**The exercise:** Copy the entries word for word, starting with the very first line and going on through the line with "point(264, 206)". Include that line too.

**Extracted entries:**
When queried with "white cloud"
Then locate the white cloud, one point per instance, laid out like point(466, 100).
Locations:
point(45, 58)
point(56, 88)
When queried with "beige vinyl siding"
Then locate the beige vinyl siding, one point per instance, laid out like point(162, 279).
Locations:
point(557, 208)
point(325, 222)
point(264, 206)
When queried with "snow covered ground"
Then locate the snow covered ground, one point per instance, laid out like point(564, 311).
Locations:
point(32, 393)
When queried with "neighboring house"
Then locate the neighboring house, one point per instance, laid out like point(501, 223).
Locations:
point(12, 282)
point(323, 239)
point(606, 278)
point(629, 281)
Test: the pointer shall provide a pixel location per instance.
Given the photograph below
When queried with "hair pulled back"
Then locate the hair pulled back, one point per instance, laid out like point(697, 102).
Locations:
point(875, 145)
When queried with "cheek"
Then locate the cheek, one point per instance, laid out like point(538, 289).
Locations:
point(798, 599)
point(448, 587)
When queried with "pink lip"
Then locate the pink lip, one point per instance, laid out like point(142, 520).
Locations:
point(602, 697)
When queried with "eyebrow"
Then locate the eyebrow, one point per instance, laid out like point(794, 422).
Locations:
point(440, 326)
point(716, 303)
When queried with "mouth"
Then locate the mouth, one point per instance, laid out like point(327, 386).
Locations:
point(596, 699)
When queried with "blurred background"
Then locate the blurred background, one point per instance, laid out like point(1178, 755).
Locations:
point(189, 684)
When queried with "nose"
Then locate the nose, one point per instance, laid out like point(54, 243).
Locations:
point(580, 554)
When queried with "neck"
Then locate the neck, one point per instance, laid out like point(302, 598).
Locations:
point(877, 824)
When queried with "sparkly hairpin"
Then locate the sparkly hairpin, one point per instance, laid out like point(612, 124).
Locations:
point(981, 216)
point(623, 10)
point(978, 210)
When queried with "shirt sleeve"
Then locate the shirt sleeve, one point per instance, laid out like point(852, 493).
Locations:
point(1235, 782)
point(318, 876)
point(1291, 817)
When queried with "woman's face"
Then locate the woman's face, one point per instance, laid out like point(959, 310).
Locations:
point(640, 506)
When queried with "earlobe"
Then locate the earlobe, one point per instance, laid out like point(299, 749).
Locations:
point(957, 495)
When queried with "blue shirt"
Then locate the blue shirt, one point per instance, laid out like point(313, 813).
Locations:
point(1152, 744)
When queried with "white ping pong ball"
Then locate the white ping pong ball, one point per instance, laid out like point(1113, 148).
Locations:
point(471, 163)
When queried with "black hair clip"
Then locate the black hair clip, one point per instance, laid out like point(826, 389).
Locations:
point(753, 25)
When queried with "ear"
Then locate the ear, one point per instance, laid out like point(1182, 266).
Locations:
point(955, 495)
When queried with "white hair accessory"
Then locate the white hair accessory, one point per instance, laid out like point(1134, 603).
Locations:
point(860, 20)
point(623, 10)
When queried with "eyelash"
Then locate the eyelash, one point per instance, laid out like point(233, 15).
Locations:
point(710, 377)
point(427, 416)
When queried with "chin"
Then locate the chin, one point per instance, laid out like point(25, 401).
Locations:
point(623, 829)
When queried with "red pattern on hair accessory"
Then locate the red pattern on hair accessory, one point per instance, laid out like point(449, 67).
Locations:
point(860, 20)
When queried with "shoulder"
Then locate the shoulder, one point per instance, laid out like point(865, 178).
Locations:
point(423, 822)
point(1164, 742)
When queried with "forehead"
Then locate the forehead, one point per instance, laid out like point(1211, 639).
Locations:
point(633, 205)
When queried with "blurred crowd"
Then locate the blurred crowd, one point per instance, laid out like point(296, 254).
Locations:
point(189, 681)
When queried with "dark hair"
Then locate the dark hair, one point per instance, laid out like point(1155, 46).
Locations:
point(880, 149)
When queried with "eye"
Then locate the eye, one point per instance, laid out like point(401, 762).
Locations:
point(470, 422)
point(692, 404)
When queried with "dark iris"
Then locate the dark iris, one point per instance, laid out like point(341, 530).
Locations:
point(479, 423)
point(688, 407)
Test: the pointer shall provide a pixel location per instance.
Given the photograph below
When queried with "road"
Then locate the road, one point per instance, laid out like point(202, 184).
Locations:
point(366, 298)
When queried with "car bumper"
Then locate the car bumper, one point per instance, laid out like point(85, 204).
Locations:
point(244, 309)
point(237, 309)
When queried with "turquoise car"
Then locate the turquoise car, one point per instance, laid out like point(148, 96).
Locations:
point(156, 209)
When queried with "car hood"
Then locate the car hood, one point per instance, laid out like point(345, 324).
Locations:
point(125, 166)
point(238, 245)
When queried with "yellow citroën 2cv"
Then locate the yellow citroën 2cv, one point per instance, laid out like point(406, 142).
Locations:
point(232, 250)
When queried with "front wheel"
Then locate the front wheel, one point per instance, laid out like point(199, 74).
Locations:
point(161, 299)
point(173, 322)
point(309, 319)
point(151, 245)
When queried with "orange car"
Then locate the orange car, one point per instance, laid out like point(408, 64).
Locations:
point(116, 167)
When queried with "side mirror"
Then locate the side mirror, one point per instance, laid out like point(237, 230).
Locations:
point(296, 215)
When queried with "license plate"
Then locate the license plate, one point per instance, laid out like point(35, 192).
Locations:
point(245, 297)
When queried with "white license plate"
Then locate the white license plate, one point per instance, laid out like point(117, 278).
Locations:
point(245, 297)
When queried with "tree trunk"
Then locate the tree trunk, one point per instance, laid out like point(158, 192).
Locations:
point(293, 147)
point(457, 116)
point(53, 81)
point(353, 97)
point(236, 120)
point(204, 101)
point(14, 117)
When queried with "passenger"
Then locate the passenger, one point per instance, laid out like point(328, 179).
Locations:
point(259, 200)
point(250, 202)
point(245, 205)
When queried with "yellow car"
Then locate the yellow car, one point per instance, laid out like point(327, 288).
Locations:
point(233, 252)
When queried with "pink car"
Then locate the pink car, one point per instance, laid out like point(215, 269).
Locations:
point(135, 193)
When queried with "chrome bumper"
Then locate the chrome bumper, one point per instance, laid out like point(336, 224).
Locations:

**Result of the exercise:**
When queried with "white cloud"
Then locate the white cloud, one point per instance, laid out like point(466, 100).
Locations:
point(45, 58)
point(56, 88)
When queried with "beige vinyl siding"
Then locate the beige vinyl siding, one point per instance, laid out like point(162, 279).
Locations:
point(557, 208)
point(325, 222)
point(264, 206)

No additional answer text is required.